■ Quoted passage:
Figure 1: Post-contrast CT image demonstrates left parotid mass.

Figure 2: Close up of left parotid mass.
Figure 3: PET scan showing hypermetabolic area.

Diagnosis: Papillary cystadenoma lymphomatosum (Warthin’s tumor)

Discussion: Warthin’s tumor, or papillary cystademona lymphomatosum, is the second most common salivary gland neoplasm after pleomorphic adenoma, and accounts for 6-30% of parotid tumors. It usually arises in ages 50-70, more often in men. There is an eightfold increase in incidence of Warthin’s tumor among tobacco users.
     It usually presents as a mass measuring 2-4 cm arising within the parotid glands with rare exceptions. Microscopically it has elements of epithelial cells characteristic of salivary glands along with a lymphocytic infiltrate. Ten percent of the tumors are bilateral, and 10% are multifocal. The lymphocyte population is polyclonal and expresses normal B and T cell markers. Recent studies have been unable to identify abnormalities of tumor suppressor genes (p53, p16) commonly mutated in neoplasms.

■ Task instructions:
List every figure caption in the text on Warthin's tumor, giving each figure number with what it shows. The items after this point come from a different source than the text on Warthin's tumor.

■ Listed records:
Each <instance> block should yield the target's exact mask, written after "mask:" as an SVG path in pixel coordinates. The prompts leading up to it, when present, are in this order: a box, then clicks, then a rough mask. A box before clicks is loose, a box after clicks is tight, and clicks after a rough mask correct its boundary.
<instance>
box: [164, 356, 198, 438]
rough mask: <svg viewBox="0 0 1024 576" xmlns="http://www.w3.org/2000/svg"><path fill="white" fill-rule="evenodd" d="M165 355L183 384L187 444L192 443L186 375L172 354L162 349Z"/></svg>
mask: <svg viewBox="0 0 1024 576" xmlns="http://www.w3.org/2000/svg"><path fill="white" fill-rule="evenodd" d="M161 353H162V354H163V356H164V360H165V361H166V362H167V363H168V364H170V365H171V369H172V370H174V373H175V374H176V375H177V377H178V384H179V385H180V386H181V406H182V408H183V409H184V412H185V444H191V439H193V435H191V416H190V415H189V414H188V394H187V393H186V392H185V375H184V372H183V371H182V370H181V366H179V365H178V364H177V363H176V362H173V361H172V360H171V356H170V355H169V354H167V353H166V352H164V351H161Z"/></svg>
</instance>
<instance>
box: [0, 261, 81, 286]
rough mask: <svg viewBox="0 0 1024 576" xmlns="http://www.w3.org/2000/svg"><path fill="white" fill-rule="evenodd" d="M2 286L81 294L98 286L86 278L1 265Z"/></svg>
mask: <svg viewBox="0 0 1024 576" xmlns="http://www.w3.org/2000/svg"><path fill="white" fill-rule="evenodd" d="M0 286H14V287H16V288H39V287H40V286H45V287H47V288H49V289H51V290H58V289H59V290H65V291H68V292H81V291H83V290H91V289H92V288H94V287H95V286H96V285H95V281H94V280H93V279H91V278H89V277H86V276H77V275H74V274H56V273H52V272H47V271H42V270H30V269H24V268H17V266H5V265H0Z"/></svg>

■ Answer section:
Figure 1: a post-contrast CT image showing a left parotid mass.
Figure 2: a close-up of the left parotid mass.
Figure 3: a PET scan showing a hypermetabolic area.